### SUPPLIED RECORDS

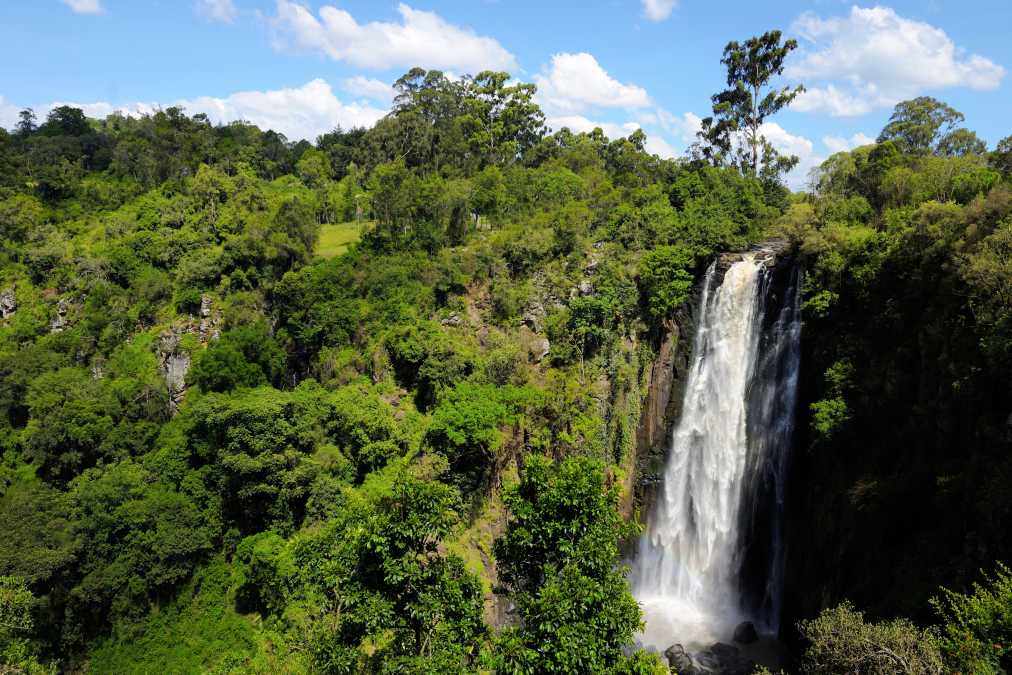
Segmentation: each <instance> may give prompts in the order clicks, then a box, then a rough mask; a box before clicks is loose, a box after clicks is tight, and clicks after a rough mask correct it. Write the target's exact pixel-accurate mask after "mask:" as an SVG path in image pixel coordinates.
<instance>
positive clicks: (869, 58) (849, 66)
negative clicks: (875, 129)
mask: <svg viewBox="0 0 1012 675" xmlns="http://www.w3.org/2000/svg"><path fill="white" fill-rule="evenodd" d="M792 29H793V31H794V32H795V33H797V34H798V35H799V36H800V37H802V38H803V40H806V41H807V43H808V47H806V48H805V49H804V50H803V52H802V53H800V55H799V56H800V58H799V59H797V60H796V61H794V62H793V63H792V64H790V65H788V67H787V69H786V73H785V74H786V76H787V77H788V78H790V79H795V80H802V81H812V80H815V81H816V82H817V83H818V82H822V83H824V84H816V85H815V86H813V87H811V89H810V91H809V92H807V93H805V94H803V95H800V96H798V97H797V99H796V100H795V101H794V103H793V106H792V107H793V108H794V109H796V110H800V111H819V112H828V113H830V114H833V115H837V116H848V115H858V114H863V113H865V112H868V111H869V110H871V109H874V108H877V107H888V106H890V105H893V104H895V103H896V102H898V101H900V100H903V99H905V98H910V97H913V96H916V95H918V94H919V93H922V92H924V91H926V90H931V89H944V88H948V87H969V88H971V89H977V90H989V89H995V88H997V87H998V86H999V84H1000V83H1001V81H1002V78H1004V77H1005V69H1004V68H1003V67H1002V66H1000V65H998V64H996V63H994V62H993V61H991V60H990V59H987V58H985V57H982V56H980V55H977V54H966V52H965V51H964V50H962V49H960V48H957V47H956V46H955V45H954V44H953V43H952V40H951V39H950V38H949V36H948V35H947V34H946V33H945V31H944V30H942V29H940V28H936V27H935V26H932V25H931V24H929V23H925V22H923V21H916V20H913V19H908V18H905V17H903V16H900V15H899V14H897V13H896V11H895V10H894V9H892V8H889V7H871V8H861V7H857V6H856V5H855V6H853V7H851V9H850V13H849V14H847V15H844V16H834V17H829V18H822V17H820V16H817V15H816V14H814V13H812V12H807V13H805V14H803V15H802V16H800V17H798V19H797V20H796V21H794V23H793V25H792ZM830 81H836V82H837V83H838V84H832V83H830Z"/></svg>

######
### SUPPLIED RECORDS

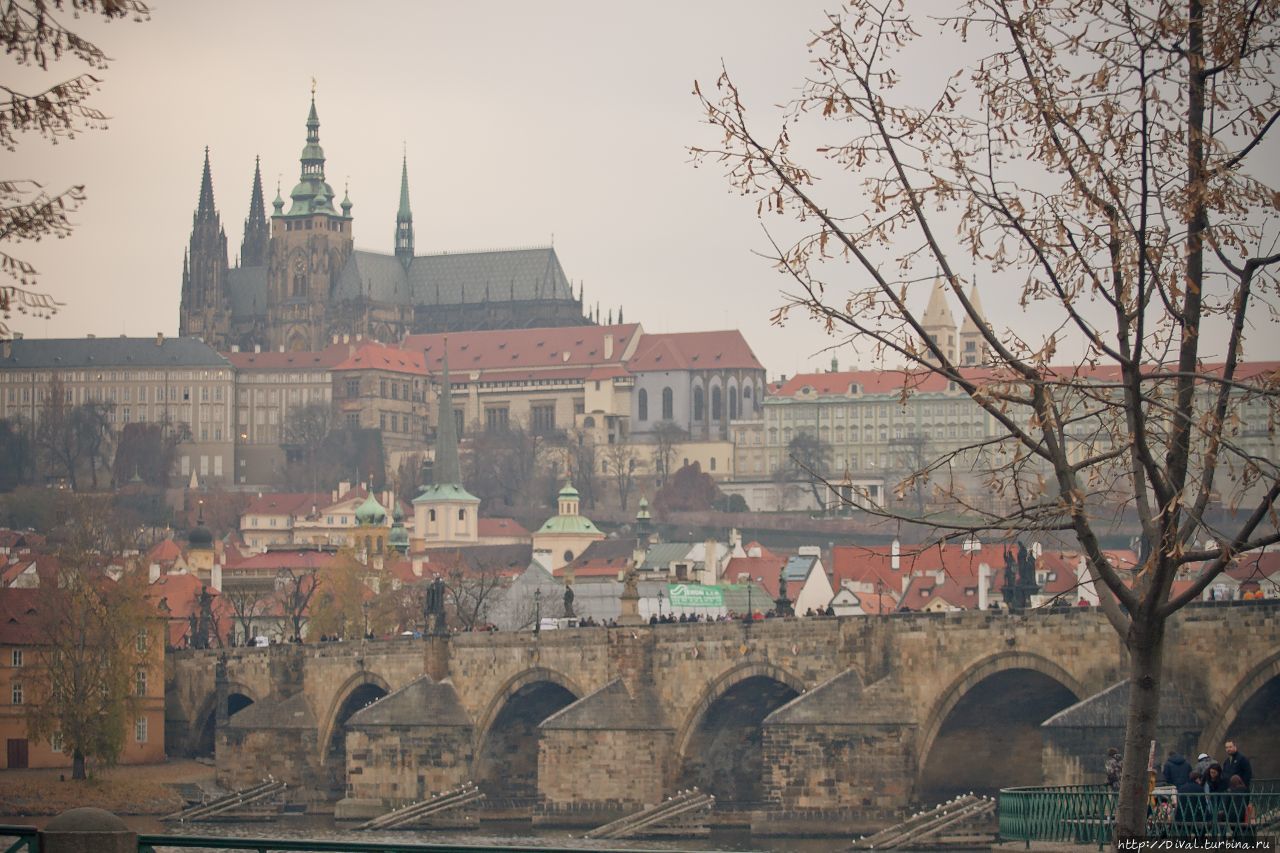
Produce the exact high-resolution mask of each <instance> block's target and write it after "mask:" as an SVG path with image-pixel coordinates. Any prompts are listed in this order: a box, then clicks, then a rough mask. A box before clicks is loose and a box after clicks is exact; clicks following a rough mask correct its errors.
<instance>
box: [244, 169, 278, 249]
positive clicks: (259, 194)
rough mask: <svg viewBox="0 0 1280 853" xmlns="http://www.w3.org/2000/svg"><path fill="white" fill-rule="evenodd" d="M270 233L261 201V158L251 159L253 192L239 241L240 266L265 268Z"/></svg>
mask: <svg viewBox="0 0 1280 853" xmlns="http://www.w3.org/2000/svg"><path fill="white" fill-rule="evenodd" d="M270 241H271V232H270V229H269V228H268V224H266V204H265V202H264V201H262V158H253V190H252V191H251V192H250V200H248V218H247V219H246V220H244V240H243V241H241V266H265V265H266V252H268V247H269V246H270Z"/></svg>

######
### SUPPLIED RECORDS

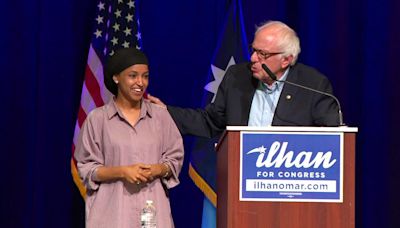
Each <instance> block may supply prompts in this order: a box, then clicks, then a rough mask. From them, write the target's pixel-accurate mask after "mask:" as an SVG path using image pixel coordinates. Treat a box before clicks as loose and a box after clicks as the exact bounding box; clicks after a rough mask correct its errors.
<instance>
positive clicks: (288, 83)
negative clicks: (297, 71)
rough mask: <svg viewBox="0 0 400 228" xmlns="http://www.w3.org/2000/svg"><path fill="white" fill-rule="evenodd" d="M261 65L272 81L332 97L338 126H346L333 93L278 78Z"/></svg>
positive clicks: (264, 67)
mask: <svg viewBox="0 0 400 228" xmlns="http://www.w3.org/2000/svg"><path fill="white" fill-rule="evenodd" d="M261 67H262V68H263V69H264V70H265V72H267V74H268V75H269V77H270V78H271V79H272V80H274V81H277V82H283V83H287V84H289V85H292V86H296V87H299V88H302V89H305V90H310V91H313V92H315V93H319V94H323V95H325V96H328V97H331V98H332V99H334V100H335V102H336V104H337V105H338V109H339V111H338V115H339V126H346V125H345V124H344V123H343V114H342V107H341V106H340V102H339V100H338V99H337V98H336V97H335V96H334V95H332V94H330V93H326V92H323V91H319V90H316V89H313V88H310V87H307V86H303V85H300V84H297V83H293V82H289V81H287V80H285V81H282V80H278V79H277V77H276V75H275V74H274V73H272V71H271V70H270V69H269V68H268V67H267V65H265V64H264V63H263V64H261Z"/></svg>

######

Would you please copy exactly the part of the entries above that begins at the line containing "Segmentation: each <instance>" and ends at the line containing "positive clicks: (869, 58) (849, 66)", both lines included?

» **TASK SOLUTION**
Segmentation: each <instance> may give prompts in the order clicks, then a box, then a rough mask; a box before clicks is loose, a box after clicks is tight, and clicks after a rough mask correct it. Write the target's exact pixel-accurate mask after "mask:" as an SVG path in image pixel coordinates.
<instance>
positive clicks: (869, 58) (849, 66)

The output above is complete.